▶ GEGEVEN TEKST
===============

Columns

Waarom het goed is voor de Bijbel dat het niet Gods woord is…

  • 9 mei 2016
  • 2m

 

Door Kai Michel en Carel van Schaik, auteurs van Het oerboek van de mens

Wie zegt eigenlijk dat de Bijbel het woord van God is? Anders dan de Koran beweert hij niet dat hij een dictaat van God is. De Bijbel wijst zelf een veelheid van auteurs aan: Mozes, David en Salomo, Jesaja en Jeremia, de evangelisten, Paulus en Petrus. En ook al heeft de Bijbelwetenschap hun auteurschap als fictie bestempelt, toch is de kernboodschap correct: in meer dan duizend jaar hebben verscheidene auteurs aan de Bijbel gewerkt, nieuwe boeken toegevoegd, oude teksten gecorrigeerd of helemaal herschreven. De Bijbel is dus niet het woord van God, hij is een dagboek van de mensheid. Dat is zelfs voor gelovigen een goed bericht.

===============

▶ OPGESOMDE REGELS
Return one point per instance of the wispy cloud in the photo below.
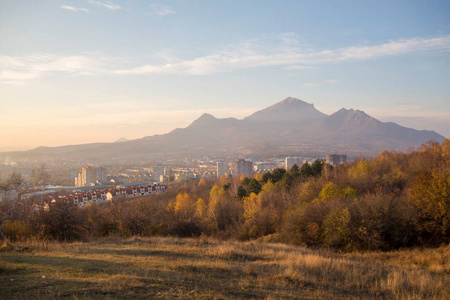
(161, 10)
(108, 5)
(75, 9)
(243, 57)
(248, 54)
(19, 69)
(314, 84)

===============

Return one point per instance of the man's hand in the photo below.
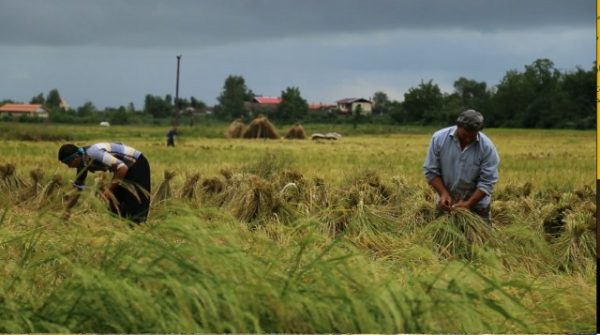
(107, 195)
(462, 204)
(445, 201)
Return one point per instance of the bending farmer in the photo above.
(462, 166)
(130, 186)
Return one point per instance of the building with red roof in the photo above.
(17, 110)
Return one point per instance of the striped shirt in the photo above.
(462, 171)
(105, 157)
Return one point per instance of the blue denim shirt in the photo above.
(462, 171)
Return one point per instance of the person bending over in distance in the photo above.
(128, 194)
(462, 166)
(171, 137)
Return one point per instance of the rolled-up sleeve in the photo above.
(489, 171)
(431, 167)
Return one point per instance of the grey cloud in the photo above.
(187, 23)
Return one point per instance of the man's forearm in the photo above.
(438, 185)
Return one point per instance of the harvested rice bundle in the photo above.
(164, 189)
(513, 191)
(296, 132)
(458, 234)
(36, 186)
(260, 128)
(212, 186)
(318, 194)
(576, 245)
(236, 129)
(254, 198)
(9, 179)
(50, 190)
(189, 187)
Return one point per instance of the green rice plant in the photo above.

===============

▶ OPDRACHTEN
1. Hoelang hebben verschillende auteurs volgens de column over de Bijbel aan de Bijbel gewerkt?
2. Geef voor elke uitspraak aan of die klopt met de column over de Bijbel, en citeer de woorden uit de column die de doorslag geven.
(a) Anders dan de Koran beweert de Bijbel niet een dictaat van God te zijn.
(b) De column noemt de Bijbel een dagboek van de mensheid.
(c) Volgens de column is het bericht alleen voor ongelovigen goed nieuws.

▶ ANTWOORDEN
1. Meer dan duizend jaar.

2.
(a) Ja: "Anders dan de Koran beweert hij niet dat hij een dictaat van God is."
(b) Ja: "hij is een dagboek van de mensheid"
(c) Nee: "Dat is zelfs voor gelovigen een goed bericht."